# Extracted text

Lots of media reports are citing the results of an epidemiological model developed by researchers at Oxford University that suggests that half the population of the United Kingdom may already have been infected by the novel coronavirus that causes COVID-19. If this is true, that would be great news! Why? Because it would mean that the coronavirus is vastly less lethal than many researchers fear that it is and that lockdowns can be lifted soon. But let's take a look at what the model is actually saying before you rush out into the streets to hug strangers in celebration of the impending end of quarantine.
There are two big assumptions in the model that basically determine its projections of the percentage of the population who will eventually die of the infection. The first is the basic reproduction number (R0), that is, the average number of people to which an infected person will pass along the disease. The other crucial assumption is that the fraction of the population who are vulnerable to severe disease and death is small.
The researchers explain, "Our overall approach rests on the assumption that only a very small proportion of the population is at risk of hospitalisable illness." How small? In one scenario, only 1 in 1,000. In two others, 1 in 100 are susceptible to severe disease.
The researchers run three scenarios based on the assumption that the first reported death occurred one month after the infection began spreading unnoticed throughout the U.K. They fit their model to the data on deaths from the disease reported after the first 15 days following the first recorded death. They argue that this is a way to avoid any potential effects of control strategies in slowing death rates.

# Recorded information
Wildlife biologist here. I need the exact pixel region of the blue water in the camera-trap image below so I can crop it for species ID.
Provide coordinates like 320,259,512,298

# Assignment
In the article on the Oxford coronavirus model, from what point after the first recorded death do the researchers start fitting their model to reported deaths?

# Written reply
They use deaths reported after the first 15 days following the first recorded death.